Transcribe the full listing exactly, and drop every picture.

[Some records]
▼▼▼
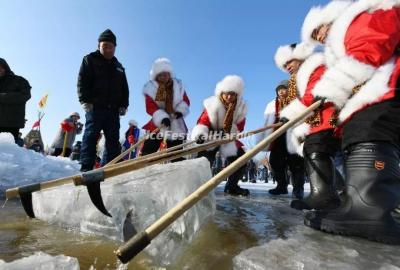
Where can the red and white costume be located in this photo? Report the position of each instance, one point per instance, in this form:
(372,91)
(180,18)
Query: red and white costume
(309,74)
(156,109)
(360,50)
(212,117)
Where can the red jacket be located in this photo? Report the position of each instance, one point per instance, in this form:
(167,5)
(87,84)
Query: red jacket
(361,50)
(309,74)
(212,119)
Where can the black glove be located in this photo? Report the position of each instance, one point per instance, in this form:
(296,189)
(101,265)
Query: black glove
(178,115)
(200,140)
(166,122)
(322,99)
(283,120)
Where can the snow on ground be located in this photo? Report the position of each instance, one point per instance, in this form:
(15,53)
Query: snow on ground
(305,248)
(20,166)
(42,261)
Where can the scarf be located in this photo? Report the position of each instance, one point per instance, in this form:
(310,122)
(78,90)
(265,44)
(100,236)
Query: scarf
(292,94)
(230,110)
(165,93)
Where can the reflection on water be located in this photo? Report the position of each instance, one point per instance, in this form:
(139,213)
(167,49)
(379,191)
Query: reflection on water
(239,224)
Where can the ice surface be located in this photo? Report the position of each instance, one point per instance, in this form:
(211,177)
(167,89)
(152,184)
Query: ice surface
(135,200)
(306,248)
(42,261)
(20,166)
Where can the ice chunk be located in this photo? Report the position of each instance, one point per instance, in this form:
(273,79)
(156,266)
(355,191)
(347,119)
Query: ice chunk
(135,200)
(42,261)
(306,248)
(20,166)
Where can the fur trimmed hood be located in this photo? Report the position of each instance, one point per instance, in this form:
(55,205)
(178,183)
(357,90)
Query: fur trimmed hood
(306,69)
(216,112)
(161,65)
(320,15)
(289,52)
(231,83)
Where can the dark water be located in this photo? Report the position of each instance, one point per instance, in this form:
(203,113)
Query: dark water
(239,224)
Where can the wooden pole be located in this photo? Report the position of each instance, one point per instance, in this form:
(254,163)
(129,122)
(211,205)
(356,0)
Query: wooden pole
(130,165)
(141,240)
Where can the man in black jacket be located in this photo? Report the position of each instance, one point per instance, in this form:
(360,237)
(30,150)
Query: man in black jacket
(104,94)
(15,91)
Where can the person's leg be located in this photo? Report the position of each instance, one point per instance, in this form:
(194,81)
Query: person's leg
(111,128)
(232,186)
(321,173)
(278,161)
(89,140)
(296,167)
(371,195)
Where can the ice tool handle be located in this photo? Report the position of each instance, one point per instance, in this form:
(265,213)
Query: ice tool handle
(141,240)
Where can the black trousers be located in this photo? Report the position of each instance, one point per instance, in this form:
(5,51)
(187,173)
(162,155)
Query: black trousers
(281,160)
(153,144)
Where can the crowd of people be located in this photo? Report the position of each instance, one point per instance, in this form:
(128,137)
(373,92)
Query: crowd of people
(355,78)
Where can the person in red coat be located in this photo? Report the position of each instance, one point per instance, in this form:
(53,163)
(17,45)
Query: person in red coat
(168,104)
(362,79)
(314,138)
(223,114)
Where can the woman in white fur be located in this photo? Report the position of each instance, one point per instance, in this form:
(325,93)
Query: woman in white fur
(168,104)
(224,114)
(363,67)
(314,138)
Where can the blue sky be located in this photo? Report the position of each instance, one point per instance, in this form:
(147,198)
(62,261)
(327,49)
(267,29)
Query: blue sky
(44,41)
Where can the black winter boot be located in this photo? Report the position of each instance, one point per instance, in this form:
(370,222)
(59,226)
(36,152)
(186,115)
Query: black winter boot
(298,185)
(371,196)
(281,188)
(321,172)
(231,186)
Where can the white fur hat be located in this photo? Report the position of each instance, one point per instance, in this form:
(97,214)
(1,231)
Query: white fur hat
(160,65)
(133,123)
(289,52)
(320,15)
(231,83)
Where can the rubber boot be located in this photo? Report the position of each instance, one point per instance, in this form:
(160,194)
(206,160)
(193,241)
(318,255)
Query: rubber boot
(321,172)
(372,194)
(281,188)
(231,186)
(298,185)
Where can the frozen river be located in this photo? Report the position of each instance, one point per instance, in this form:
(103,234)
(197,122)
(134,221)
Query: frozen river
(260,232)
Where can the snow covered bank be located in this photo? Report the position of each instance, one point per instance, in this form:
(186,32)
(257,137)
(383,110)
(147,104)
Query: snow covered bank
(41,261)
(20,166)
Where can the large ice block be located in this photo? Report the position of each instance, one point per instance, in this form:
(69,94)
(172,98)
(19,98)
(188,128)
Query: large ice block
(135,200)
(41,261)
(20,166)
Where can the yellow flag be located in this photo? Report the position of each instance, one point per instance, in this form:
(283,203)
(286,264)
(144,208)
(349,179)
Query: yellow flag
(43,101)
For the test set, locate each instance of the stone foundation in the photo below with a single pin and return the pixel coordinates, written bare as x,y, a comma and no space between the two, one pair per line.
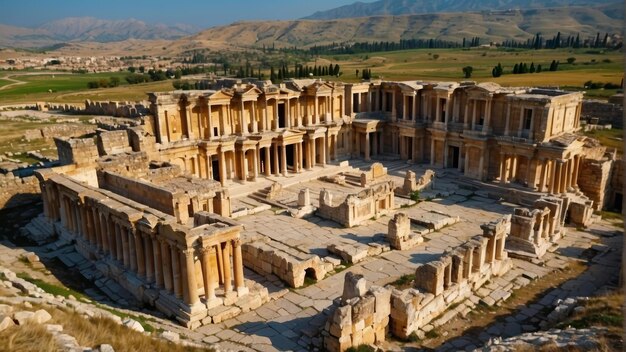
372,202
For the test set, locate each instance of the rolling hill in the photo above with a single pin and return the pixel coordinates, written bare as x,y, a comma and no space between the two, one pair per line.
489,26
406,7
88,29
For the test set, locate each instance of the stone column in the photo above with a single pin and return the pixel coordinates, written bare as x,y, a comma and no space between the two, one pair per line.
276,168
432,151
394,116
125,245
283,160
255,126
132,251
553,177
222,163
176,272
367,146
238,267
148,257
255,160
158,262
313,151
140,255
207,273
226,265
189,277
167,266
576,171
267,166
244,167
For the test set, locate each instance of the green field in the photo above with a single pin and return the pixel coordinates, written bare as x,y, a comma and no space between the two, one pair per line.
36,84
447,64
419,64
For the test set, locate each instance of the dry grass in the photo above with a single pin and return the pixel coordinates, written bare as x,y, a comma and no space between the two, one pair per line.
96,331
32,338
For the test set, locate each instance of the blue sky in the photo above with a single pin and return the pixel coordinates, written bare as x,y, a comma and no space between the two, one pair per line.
▲▲▲
Solution —
Where can the red and white costume be located in this photo? Report the position of each instance, one point per instance, in this form:
(372,91)
(180,18)
Query: red and white costume
(309,74)
(156,109)
(360,50)
(212,117)
Where can the red jacket be located in this photo? Report the position of each instance, one point per instance, in this form:
(167,5)
(87,84)
Query: red jacket
(361,50)
(309,74)
(212,119)
Where can the black glove be located in this photo? Report the position of each instance, one point per instance, in this form:
(296,189)
(101,265)
Query: black glove
(178,115)
(200,140)
(166,122)
(322,99)
(283,120)
Where can the snow on ground be located in this photo? Report the position of each instance, one point per instance, in this form:
(15,53)
Query: snow on ground
(305,248)
(20,166)
(42,261)
Where can the scarf be located in this photo? Report the position of each instance, one point per instance, in this form:
(310,122)
(78,90)
(265,44)
(100,236)
Query: scarf
(292,94)
(230,110)
(165,93)
Where can the reflection on water be located in this photo? Report the position of each instance, one point per instance, in this form:
(139,213)
(167,49)
(379,191)
Query: reflection on water
(239,224)
Where can the ice surface be located in this photo? Report the position of each instance, one point per instance, in this form:
(211,177)
(167,89)
(152,184)
Query: ice surface
(135,200)
(306,248)
(42,261)
(20,166)
Where can the ice chunk be located in this photo? Report the position of each instance, one point per instance, in this form:
(273,79)
(156,266)
(355,191)
(347,119)
Query: ice chunk
(135,200)
(42,261)
(306,248)
(20,166)
Where can the fur trimmed hood be located in this photo? Report the position of each instance, one point per instance, in this form:
(55,205)
(178,183)
(357,90)
Query: fur trimmed hood
(306,69)
(216,112)
(161,65)
(320,15)
(289,52)
(231,83)
Where can the dark water be located in this photo? Report the position of each instance, one point per instance, in this form:
(203,113)
Query: dark water
(239,224)
Where can the wooden pole be located in this photo? Report the position of each instance, one point per instance, in this form:
(254,163)
(129,122)
(211,205)
(356,0)
Query: wooden pole
(130,165)
(141,240)
Where can the man in black jacket be located in this photo? Report the position of each instance, one point per instance, in this form:
(360,237)
(30,150)
Query: man in black jacket
(104,94)
(15,91)
Where can the person's leg be located in this photo? Report the position of each instance, one point per instance, in this form:
(194,81)
Query: person's leg
(111,128)
(232,186)
(321,173)
(278,161)
(89,140)
(296,167)
(371,195)
Where can the ice tool handle be located in this photo? Report the position of each instance, one point per instance, in this form:
(265,213)
Query: ice tool handle
(141,240)
Where can the black trousers be located in this photo? Report the position of each instance, one point per instance, in this form:
(5,51)
(187,173)
(162,155)
Query: black trousers
(281,160)
(153,144)
Where can the crowd of people be located in this photo? Report the position of each instance, one point per instance, in this form:
(128,137)
(373,92)
Query: crowd of people
(355,78)
Where can the person in red coat be located in this photo? Report the position of each instance, one point per instance, in this form:
(53,163)
(17,45)
Query: person in red coat
(168,104)
(362,79)
(314,138)
(223,114)
Where can the woman in white fur be located in this photo? Report the position of each instance, one point per instance, in this form:
(325,93)
Query: woman in white fur
(168,104)
(224,114)
(363,67)
(314,138)
Where can the blue sky be located in this photo? Report the position of each instance, one point per instance, in this form:
(147,198)
(62,261)
(327,49)
(267,29)
Query: blue sky
(44,41)
Where can the black winter boot be located in this photo? Report the position of each instance, one point per instance, in this form:
(370,222)
(59,226)
(36,152)
(186,115)
Query: black winter boot
(298,185)
(371,196)
(281,188)
(321,172)
(231,186)
Where can the white fur hat be located in this photo? Report the position of each instance, one point per instance, in this form:
(97,214)
(1,231)
Query: white fur hat
(160,65)
(133,123)
(289,52)
(320,15)
(231,83)
Where can the rubber boot be located in this photo? Report the position of each instance, one point per instance, in this form:
(160,194)
(206,160)
(193,241)
(318,255)
Query: rubber boot
(321,172)
(372,194)
(281,188)
(231,186)
(298,185)
Where can the frozen river be located in this photo? Report the position of each instance, one point per instance, in this form:
(103,234)
(197,122)
(134,221)
Query: frozen river
(260,232)
Where can the snow covered bank be located in this photo? Report the position of each instance, one point per instance, in this form:
(186,32)
(257,137)
(383,110)
(147,104)
Query: snow covered bank
(41,261)
(20,166)
Where can the large ice block be located in this photo? Report the position of each instance, one point per instance, in this form:
(69,94)
(172,98)
(19,98)
(188,128)
Query: large ice block
(135,200)
(41,261)
(20,166)
Where can the yellow flag be located in this photo? Report the position of each instance, one point per instance, in this form:
(283,203)
(286,264)
(144,208)
(349,179)
Query: yellow flag
(43,101)
For the test set, locate each instance of the stone foundation in the photo below with a single pin and return the pixel coordinates, written bare as x,y, a comma and no space between the two, one pair per line.
372,202
For the test set, locate each instance of the rolling hill in the photo above with a single pin and return the pixel coordinates, written bare as x,y, a comma and no space between the two, one pair per line.
489,26
406,7
88,29
For the test set, locate each instance of the stone column in the photo above with a single pin and return the pixel coordinates, written bare as x,y, a comma and no space between the two, one pair per line.
276,168
432,151
394,116
125,245
283,160
255,126
132,251
553,177
222,163
176,272
367,146
238,267
148,257
255,160
158,262
313,151
140,255
207,273
226,265
189,277
167,266
576,171
267,166
244,167
For the test set, locate each instance of the green field in the photo above with a single pin and return the pixel coordinates, written bare as x,y, a comma and no space between the two, one pair per line.
36,84
447,64
419,64
For the test set, locate each instance of the dry grass in the photo above with a single pin and return the pixel coordinates, written bare as x,y, a comma and no space between the two, one pair per line.
96,331
32,338
For the test set, locate each instance of the blue sky in the photo above with a single pin and return the pixel coordinates, written bare as x,y, a comma and no space between the two, one pair per line.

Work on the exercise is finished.